**WHAT YOU HAVE TO DO:**
Would you return, word for word, the lines of the data below from its first line through the line containing "[0,255,97,522]", including both of those lines?

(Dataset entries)
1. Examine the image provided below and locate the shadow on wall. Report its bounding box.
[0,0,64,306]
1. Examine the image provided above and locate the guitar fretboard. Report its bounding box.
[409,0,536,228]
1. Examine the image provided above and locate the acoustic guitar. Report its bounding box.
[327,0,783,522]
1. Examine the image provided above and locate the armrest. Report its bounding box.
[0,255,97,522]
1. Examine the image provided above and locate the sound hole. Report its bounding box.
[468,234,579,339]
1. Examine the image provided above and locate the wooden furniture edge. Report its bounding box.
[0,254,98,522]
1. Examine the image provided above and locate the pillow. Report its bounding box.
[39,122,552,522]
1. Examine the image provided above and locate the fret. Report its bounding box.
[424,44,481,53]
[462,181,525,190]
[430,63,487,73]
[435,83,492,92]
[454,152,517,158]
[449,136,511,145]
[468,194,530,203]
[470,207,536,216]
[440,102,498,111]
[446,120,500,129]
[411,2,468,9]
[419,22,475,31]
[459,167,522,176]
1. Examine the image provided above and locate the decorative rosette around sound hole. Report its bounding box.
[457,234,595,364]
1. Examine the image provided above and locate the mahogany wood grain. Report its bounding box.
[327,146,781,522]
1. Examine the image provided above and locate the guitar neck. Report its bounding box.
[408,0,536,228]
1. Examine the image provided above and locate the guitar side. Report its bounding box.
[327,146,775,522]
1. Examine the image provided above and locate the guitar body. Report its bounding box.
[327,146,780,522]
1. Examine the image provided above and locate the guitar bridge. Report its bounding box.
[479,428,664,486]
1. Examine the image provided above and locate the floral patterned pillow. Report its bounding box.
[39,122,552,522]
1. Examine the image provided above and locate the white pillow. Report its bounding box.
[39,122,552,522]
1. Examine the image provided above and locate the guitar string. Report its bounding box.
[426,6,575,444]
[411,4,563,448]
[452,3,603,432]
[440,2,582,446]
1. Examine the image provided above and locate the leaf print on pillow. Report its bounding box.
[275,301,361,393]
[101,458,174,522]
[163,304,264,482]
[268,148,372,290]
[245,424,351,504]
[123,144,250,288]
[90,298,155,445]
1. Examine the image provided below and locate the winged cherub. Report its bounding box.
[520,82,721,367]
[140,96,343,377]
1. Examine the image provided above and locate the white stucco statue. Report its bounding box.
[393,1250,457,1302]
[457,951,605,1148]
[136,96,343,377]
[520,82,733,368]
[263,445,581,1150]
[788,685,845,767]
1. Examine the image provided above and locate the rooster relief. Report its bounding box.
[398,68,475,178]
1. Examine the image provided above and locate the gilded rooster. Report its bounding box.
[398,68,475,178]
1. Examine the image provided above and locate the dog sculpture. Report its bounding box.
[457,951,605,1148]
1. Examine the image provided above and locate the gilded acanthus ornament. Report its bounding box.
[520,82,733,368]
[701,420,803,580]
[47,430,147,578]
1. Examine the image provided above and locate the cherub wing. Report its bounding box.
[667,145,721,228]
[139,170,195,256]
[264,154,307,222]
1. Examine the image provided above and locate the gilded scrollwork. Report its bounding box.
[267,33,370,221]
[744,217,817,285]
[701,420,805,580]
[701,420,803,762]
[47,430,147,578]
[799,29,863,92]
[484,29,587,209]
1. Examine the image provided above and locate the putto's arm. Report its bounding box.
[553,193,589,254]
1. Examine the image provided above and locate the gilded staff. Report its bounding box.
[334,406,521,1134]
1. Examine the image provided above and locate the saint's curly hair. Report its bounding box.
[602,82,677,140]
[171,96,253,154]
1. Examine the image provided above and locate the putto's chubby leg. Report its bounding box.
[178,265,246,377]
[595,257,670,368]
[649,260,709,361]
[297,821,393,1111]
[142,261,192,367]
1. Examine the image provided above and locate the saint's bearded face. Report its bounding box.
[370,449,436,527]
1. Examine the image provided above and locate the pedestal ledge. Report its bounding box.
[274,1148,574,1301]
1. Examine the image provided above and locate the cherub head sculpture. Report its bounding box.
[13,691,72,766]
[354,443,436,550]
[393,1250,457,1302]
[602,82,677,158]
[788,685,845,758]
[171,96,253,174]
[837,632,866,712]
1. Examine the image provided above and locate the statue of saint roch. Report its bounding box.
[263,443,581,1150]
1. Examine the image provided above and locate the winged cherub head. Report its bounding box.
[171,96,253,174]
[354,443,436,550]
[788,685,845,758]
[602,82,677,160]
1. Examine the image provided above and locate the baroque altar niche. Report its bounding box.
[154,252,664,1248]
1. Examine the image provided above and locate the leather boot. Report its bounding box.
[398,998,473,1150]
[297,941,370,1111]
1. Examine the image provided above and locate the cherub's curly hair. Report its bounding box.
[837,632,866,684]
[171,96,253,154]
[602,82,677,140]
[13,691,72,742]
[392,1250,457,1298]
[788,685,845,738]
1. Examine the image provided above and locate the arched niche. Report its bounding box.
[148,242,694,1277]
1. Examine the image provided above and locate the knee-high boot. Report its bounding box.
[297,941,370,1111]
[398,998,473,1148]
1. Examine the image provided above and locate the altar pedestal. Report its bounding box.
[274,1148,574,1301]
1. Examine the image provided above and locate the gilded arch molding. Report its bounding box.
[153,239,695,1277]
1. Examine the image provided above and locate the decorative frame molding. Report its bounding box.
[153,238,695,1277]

**OUTPUT BELOW:**
1. Examine the image provided below and locate the shadow on wall. Report its bounding box.
[0,0,64,306]
1. Examine the image provided above and locate the guitar fretboard. Report its bounding box.
[409,0,536,228]
1. Examine the image provided above and locate the acoustic guitar. Report its bounding box.
[327,0,783,522]
1. Examine the image provided above and locate the armrest. Report its bounding box.
[0,255,97,522]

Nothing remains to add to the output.